━━━ Data for processing
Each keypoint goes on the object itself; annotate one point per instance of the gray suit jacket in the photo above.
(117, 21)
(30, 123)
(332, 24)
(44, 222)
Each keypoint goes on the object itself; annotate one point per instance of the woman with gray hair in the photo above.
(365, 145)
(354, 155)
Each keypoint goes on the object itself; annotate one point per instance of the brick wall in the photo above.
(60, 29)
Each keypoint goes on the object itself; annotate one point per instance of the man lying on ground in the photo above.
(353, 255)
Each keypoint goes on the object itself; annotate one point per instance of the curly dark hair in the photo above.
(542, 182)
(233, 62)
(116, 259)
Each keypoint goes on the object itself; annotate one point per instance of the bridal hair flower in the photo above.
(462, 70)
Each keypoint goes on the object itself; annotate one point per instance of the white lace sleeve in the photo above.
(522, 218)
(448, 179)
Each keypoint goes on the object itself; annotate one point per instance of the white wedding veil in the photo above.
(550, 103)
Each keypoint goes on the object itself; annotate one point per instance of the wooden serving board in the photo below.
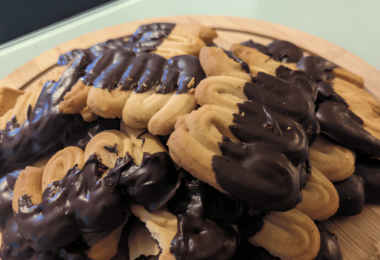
━━━━━━
Recast all of the data above as a numbered list, skipping blank lines and leaving the image out.

1. Each keypoint goes on the object itself; annotate one point per instance of the gray suit jacket in the photo above.
2. (117, 21)
3. (30, 123)
4. (332, 24)
5. (44, 222)
6. Each keypoint goes on the object itself; annotate one point per instance of the woman with gray hair in the photo above.
7. (365, 145)
8. (354, 155)
9. Each keypoint goes on the object itself; annotate one point per instance of the brick wall in the photo above.
10. (60, 29)
11. Each keypoint goes on the object itself; annotate one point per instance of the man lying on ground in the photo above.
12. (353, 255)
13. Each keypoint goes on the object itself; annotate one point per instance of the curly dark hair in the photo above.
14. (542, 182)
15. (233, 62)
16. (116, 259)
17. Each keypoint goes on the object itself; annotate one point per instance of the bridal hair flower in the photo above.
18. (462, 70)
19. Each keypoint goes on the object itself; annotate one point per instance of the white lace sleeve in the photo above.
20. (522, 218)
21. (448, 179)
22. Each keypoint goes on the object itself; annotate one point per instance of the white wedding veil in the photo above.
23. (550, 103)
24. Each keypoint goes on the object itself; annotate one point per instance of the wooden serving board in the photo below.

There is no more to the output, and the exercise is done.